WHAT NEEDS TO BE DONE: Transcribe the entries below verbatim, from the line with "locate woman in" through the line with "left=701, top=485, right=760, bottom=539", including both of those lines, and reproduce no others.

GIVEN RECORDS:
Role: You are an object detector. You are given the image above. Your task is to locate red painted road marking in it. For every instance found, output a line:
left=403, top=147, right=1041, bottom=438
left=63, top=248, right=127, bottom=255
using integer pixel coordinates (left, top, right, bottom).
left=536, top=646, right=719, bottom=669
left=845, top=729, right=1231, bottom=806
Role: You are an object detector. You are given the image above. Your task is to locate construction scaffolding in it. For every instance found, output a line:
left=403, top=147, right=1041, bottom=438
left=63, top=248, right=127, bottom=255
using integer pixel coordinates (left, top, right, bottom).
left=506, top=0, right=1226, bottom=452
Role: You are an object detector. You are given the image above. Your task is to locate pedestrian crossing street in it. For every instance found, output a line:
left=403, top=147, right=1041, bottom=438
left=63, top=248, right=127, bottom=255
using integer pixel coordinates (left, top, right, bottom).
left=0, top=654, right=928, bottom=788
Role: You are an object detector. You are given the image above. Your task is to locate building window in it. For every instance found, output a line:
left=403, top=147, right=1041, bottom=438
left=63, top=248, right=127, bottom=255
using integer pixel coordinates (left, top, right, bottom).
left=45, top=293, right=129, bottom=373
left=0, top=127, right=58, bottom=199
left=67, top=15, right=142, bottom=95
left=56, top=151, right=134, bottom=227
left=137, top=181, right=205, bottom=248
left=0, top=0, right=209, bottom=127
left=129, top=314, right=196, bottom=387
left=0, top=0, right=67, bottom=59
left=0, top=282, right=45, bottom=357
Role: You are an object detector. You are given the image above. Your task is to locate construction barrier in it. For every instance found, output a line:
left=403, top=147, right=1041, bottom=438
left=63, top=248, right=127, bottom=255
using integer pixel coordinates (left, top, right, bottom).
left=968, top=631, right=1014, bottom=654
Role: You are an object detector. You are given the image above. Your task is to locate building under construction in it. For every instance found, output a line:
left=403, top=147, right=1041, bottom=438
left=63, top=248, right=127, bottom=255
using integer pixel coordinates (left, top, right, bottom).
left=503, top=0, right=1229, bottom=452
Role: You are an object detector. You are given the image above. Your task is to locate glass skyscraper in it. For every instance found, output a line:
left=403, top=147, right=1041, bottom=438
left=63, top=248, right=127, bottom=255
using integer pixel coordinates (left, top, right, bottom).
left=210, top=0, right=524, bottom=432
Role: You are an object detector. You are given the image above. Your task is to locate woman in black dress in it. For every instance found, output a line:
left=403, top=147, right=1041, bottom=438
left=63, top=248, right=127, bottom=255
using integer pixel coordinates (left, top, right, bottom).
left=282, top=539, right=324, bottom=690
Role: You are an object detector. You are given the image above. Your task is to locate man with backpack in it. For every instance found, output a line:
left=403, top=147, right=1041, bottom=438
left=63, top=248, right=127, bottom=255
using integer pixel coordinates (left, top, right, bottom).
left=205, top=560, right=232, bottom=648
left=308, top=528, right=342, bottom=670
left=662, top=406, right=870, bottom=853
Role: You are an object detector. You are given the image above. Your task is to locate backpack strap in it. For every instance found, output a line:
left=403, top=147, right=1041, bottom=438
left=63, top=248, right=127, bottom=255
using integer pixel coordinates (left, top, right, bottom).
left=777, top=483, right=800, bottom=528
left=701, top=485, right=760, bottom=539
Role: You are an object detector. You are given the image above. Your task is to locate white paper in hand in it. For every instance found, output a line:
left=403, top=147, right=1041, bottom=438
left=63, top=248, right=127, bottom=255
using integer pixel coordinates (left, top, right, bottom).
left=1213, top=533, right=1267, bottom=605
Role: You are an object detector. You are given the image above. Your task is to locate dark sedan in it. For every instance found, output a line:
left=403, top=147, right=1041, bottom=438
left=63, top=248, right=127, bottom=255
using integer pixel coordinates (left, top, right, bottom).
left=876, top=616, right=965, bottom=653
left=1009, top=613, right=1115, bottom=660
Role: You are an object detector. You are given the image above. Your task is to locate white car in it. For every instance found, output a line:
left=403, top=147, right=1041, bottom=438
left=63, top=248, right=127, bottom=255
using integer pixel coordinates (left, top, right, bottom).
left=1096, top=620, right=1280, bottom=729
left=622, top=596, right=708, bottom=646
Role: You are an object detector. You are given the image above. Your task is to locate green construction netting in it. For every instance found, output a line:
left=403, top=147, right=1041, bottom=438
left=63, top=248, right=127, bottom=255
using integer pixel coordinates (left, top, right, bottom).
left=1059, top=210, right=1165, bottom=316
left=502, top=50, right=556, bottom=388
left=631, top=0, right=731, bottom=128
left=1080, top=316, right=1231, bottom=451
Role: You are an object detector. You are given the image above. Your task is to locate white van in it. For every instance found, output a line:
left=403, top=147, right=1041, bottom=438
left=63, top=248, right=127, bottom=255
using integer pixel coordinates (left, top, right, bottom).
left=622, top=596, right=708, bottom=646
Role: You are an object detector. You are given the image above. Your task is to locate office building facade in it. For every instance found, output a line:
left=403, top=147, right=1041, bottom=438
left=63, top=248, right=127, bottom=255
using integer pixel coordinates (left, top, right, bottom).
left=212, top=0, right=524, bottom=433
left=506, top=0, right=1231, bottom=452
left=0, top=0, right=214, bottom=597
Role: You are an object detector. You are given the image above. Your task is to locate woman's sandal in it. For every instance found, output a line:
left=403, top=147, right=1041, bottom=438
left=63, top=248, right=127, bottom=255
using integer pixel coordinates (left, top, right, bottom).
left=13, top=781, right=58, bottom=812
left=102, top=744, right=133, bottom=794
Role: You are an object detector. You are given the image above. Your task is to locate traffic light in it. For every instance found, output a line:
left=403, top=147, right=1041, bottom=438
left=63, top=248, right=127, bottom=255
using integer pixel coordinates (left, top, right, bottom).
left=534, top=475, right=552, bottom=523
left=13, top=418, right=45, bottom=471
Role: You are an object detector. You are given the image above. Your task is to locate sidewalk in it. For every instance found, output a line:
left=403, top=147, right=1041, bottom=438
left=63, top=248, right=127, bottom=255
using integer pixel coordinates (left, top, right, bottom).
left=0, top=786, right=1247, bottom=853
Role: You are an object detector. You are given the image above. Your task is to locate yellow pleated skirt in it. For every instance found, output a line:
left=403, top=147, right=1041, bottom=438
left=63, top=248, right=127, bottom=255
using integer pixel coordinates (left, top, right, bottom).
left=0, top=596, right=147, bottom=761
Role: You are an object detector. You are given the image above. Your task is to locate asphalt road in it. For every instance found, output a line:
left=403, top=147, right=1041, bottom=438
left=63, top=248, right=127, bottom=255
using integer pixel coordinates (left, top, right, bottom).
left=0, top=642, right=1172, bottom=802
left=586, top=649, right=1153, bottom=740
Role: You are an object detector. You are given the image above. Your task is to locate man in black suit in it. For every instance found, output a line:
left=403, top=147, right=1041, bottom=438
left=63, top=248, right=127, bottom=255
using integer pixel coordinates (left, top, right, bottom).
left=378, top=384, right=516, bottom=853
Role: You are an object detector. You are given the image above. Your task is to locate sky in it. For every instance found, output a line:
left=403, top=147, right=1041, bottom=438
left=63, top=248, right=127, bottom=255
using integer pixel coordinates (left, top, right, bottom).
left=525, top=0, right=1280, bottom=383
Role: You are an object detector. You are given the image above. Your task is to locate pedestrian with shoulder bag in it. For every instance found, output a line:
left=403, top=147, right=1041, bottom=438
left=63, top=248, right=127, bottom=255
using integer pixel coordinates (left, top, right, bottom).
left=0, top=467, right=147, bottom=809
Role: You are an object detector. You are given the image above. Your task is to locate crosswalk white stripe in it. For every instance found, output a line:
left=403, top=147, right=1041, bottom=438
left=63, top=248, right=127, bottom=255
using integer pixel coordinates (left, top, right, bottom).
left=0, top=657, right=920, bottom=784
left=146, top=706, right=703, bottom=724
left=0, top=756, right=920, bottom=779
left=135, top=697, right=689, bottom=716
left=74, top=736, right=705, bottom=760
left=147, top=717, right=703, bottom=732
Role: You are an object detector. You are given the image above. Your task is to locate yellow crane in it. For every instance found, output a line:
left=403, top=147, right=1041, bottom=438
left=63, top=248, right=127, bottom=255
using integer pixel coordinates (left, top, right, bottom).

CORRECT ANSWER:
Role: You are an object detector. You are given the image above. Your task is to locate woman in black dress in it. For every instance found, output a line:
left=403, top=147, right=1041, bottom=438
left=63, top=248, right=127, bottom=255
using integer pixel coordinates (left, top, right, bottom).
left=282, top=539, right=324, bottom=690
Role: You are an object detector. You are given the image above. Your task is to locate man with backpack in it. For every instance found, output a line:
left=403, top=147, right=1041, bottom=438
left=63, top=248, right=127, bottom=255
using integer pixel coordinates (left, top, right, bottom).
left=205, top=560, right=232, bottom=648
left=308, top=528, right=342, bottom=670
left=662, top=406, right=870, bottom=853
Role: You are an object detector. You are given the image above. Your task is to locate backpack strap in it. For every instance found, output a line:
left=403, top=147, right=1041, bottom=438
left=63, top=248, right=127, bottom=255
using integer pixel coordinates (left, top, right, bottom).
left=777, top=483, right=800, bottom=528
left=701, top=485, right=760, bottom=539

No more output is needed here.